* Provided entries:
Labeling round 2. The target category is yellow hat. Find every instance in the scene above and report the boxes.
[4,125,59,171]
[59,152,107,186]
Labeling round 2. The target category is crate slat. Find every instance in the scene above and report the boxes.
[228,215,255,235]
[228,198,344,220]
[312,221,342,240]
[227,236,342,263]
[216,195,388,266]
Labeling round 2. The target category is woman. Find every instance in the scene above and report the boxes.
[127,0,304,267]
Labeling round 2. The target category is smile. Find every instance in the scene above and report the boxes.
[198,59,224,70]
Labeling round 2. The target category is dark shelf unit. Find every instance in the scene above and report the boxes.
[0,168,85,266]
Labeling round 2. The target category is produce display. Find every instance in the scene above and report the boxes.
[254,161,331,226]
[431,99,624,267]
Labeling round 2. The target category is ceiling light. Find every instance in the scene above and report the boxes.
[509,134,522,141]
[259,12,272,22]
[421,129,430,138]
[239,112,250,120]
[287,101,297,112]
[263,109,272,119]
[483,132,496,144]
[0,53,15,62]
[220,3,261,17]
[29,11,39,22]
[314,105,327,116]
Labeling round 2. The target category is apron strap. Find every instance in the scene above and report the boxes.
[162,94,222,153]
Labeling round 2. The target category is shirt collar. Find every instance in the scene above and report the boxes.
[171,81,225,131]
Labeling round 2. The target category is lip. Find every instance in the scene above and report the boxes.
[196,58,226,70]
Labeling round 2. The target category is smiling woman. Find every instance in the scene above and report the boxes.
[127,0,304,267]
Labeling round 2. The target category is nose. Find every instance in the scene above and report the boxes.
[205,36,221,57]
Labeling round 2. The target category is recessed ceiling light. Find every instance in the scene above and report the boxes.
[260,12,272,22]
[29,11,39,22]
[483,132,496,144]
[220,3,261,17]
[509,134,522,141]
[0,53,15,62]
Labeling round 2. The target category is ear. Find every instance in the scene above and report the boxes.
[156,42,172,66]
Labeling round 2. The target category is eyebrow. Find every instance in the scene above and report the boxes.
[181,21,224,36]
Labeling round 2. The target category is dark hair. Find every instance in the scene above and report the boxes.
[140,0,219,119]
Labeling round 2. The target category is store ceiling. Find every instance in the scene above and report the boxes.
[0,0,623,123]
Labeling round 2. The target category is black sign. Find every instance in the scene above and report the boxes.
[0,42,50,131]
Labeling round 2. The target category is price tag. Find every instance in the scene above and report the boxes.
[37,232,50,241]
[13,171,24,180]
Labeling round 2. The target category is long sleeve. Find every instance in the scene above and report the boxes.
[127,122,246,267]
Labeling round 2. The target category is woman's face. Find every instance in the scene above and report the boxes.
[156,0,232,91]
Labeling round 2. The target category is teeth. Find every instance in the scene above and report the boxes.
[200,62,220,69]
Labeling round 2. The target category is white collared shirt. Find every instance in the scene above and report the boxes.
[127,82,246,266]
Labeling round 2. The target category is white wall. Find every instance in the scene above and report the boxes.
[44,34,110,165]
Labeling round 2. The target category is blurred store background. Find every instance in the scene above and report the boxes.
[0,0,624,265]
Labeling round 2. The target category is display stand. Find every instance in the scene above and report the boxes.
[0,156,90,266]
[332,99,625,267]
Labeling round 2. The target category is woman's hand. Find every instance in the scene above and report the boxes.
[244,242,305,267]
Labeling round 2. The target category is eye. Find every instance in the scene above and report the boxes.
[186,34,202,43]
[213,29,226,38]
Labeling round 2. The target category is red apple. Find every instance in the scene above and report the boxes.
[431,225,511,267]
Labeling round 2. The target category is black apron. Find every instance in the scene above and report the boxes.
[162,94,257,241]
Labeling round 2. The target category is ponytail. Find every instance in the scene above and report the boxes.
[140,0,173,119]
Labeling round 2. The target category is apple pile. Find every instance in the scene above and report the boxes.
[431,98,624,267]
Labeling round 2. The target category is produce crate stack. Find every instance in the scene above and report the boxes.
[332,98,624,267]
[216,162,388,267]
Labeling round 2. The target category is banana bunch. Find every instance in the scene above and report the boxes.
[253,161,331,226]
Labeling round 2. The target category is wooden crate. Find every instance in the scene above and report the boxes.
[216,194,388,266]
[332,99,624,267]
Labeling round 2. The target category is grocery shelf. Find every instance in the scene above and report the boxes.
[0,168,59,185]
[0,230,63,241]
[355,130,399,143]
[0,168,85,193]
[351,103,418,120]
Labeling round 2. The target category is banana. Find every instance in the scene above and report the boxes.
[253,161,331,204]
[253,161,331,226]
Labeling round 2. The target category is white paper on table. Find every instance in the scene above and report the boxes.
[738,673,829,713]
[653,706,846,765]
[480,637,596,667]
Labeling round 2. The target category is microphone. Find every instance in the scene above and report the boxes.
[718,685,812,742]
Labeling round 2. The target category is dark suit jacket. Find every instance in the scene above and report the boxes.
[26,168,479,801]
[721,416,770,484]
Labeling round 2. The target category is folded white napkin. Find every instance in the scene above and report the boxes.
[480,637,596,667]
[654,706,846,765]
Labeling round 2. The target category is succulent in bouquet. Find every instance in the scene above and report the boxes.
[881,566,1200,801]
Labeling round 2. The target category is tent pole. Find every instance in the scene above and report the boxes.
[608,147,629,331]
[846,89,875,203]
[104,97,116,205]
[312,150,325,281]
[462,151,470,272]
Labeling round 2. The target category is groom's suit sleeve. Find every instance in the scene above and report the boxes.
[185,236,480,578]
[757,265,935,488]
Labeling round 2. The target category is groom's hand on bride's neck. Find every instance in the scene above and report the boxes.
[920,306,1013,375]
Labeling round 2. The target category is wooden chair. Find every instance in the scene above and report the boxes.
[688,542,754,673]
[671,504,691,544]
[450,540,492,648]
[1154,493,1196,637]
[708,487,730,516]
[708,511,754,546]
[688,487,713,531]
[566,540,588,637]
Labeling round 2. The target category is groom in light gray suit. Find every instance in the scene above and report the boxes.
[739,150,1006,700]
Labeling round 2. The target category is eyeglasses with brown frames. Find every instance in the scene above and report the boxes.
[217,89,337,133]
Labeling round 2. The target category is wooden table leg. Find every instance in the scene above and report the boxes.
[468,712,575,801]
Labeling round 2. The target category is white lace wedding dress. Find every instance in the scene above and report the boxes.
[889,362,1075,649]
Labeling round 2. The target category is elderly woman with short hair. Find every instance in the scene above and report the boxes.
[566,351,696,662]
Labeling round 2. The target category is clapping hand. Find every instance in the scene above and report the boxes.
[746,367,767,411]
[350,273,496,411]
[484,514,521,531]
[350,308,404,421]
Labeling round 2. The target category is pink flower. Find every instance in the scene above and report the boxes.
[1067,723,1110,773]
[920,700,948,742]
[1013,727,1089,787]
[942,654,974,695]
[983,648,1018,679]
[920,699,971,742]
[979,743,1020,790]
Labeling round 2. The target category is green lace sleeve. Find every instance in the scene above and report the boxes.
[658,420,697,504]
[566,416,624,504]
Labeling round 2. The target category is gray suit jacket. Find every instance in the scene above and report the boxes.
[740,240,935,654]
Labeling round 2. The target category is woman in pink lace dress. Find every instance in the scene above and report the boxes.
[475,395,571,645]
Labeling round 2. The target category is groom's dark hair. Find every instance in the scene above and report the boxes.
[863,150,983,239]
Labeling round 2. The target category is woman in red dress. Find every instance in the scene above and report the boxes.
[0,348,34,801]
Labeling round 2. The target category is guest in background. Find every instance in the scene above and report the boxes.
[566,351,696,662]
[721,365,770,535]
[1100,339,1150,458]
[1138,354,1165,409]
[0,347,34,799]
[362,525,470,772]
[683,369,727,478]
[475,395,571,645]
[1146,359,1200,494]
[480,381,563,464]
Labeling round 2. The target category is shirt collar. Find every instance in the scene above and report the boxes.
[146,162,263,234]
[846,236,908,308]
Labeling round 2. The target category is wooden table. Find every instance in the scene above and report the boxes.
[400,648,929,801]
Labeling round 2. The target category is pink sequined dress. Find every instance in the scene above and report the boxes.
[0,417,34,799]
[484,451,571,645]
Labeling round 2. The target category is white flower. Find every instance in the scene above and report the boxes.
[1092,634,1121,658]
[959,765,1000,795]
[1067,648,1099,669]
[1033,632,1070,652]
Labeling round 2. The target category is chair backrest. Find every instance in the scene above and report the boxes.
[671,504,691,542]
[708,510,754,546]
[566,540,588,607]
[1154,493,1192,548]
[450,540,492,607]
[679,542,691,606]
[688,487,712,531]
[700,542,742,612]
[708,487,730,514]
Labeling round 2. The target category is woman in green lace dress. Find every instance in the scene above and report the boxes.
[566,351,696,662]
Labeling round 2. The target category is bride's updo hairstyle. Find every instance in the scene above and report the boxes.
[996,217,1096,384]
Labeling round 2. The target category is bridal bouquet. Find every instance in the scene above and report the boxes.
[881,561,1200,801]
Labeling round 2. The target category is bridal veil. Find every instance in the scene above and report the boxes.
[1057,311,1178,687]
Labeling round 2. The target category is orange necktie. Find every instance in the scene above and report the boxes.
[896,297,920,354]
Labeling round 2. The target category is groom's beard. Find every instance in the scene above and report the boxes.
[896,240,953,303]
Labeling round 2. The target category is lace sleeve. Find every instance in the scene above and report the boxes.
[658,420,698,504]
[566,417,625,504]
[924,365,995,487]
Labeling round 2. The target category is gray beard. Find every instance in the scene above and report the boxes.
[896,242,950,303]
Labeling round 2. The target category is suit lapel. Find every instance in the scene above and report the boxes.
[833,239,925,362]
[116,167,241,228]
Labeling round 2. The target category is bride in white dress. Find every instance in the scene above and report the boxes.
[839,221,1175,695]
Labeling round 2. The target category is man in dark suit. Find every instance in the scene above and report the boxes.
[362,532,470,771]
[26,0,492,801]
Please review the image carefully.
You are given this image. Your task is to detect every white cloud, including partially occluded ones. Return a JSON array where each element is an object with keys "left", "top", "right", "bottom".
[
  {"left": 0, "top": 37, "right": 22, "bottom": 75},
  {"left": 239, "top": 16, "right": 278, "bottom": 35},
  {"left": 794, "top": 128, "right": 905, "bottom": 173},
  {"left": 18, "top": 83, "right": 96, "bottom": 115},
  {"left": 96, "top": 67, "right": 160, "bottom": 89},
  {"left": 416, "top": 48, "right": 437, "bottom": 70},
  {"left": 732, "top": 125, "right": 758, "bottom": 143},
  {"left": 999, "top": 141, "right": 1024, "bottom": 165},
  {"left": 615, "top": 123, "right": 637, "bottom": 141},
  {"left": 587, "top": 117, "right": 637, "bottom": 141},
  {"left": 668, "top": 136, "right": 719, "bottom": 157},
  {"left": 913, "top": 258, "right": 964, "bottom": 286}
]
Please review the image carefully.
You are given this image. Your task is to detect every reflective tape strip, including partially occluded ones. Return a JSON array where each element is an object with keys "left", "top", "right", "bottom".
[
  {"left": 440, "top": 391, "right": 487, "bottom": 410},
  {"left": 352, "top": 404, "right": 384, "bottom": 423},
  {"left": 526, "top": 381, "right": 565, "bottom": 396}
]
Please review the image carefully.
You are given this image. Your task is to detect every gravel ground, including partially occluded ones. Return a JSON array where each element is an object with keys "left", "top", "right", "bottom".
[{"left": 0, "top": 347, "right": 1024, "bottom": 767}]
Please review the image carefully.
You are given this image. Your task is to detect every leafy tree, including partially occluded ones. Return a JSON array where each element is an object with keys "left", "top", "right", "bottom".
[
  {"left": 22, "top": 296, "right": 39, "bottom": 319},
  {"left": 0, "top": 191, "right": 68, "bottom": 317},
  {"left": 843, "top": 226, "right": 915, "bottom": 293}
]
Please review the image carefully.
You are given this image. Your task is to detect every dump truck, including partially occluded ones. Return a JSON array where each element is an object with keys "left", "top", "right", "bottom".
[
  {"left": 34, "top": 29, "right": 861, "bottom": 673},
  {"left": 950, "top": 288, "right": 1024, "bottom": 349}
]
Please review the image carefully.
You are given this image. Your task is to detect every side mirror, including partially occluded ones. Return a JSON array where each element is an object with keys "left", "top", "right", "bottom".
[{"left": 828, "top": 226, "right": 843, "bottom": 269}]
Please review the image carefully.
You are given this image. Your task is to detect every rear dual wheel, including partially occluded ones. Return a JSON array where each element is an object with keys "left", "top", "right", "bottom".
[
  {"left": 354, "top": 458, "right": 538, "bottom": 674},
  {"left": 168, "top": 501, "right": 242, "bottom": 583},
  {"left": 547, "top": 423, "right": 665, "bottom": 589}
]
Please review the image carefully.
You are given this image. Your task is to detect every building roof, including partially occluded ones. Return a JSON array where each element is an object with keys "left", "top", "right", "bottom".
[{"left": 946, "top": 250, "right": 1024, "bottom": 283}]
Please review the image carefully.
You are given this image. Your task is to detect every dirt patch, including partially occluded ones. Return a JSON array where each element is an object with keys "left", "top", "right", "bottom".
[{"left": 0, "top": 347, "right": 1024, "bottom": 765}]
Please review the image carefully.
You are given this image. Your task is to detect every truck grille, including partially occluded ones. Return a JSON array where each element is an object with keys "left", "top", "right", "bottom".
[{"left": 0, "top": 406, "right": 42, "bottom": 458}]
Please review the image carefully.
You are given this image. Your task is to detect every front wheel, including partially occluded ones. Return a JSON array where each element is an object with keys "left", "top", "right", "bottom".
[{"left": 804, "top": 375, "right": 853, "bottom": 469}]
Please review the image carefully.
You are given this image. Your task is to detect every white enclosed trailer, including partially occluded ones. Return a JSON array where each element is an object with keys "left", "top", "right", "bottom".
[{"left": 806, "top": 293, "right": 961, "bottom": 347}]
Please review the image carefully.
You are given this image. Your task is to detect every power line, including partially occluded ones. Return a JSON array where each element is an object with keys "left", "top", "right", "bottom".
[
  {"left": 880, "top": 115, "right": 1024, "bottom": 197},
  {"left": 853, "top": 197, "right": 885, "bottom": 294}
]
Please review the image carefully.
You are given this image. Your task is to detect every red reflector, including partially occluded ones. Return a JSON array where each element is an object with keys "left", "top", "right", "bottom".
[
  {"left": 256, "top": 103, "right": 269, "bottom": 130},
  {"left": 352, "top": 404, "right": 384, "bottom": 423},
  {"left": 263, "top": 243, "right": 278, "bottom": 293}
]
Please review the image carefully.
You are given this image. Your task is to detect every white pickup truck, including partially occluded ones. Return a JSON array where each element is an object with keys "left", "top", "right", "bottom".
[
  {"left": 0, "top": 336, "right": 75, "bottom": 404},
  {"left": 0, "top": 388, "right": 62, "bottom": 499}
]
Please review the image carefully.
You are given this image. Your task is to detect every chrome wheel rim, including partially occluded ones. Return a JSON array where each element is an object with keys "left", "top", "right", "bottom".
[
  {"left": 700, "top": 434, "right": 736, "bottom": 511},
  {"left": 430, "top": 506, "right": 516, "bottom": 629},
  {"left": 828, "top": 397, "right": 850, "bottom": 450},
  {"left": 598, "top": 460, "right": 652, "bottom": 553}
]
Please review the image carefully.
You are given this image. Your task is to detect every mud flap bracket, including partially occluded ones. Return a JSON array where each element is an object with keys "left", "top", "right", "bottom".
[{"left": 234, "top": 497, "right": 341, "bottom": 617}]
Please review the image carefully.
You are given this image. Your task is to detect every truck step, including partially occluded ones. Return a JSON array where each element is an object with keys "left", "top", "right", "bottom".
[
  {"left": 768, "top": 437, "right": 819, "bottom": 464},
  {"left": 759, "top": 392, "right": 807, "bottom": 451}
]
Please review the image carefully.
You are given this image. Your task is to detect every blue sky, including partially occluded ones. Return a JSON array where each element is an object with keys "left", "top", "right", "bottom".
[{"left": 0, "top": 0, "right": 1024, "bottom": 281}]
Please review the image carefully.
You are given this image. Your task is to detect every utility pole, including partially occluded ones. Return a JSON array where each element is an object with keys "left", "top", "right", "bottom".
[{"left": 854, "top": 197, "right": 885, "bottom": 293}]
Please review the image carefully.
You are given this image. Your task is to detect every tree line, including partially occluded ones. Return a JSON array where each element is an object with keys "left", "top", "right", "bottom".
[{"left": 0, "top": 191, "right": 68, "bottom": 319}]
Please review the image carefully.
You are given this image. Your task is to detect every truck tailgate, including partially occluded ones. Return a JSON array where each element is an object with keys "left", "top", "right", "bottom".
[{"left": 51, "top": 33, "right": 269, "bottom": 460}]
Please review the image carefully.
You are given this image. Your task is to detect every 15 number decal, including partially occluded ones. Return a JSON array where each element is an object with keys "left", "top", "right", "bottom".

* Exercise task:
Write out the data word for word, starting at the line that contains "Labeling round 2. The target category is lace" and ending at the line that contains "[26,0,492,801]", with both of those lines included.

* Exercise answer:
Labeling round 2. The target category is lace sleeve. Find every instance in the scene above and report the boxes.
[658,420,698,504]
[566,417,625,504]
[924,365,995,487]
Labeling round 2. The target category is gray beard. Find every instance in the scene above and report the boxes.
[896,242,950,303]
Labeling round 2. The target category is suit lapel. Find every instance in the scene above and report the boxes.
[833,239,925,362]
[116,167,241,228]
Labeling round 2. The target category is bride in white dress. Find every instance in the scene above and report the boxes.
[839,221,1175,695]
Labeling round 2. The target category is man in dark suit. Find every instance in the scene above and report the boxes.
[362,532,470,771]
[26,0,492,801]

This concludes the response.